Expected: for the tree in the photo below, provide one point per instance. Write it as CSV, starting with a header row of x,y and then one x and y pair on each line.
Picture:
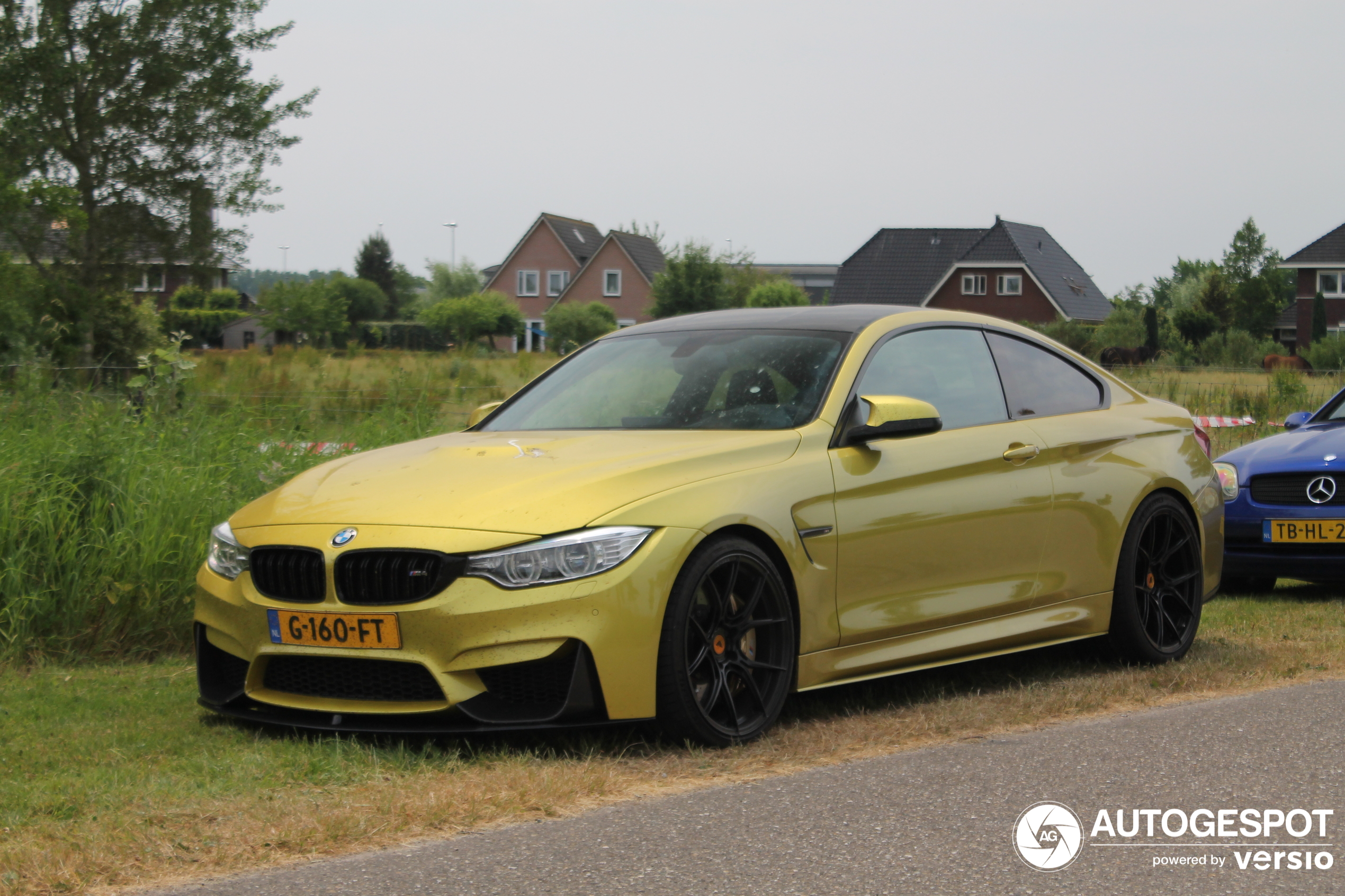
x,y
776,293
1152,328
365,300
1195,324
447,281
692,283
579,323
469,318
374,264
1182,270
314,311
1246,256
1217,298
124,126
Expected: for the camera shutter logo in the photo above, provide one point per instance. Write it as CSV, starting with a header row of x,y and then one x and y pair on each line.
x,y
1048,836
1321,490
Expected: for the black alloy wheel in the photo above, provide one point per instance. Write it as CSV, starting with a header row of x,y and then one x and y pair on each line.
x,y
1160,583
728,648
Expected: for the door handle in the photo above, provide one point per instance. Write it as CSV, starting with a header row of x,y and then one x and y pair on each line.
x,y
1023,453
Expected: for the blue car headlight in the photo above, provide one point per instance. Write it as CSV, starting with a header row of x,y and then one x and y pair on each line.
x,y
1227,475
559,558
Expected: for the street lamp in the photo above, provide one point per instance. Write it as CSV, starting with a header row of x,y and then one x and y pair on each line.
x,y
452,238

Given request — Copy all of the data above again line for line, with no changes, and omit the pictures from your copy.

Full solution —
Expected: for the tree in the photo below, provide one point per instance. Write it as CSV, starting with a header row of x,y and then one x and y pair on each line.
Picture:
x,y
776,293
1152,328
365,300
1195,324
447,281
692,283
579,323
469,318
374,264
1182,270
314,311
1246,256
1217,298
124,126
Expected: for the camera shutter logo in the photo above, provide one point per instance. Write it as CSV, starting with a header row of x,y and then one x and y pair on each line.
x,y
1048,836
1321,490
Expected: for the black alloy wheel in the photo above, provide one point per instance. Write it as CSV, starting with a header row of x,y and then one x and y pair on each line.
x,y
1160,583
728,648
Expected: for the door handle in the photo above, provide one point per instance. Write it as CSV, starting with a header row of x,y and then one x and y pair on each line.
x,y
1023,453
Expected: for the blue car headlight in the photo above, provide one point per instance. Write it as CSV, starting with a header row of x,y and then one x and y pair on each line.
x,y
1227,475
559,558
Expected: for the street lamp in the photo above, provide one point per instance. Write it as CSV, starting with a header row of x,y and then one x and y pair on each line.
x,y
452,238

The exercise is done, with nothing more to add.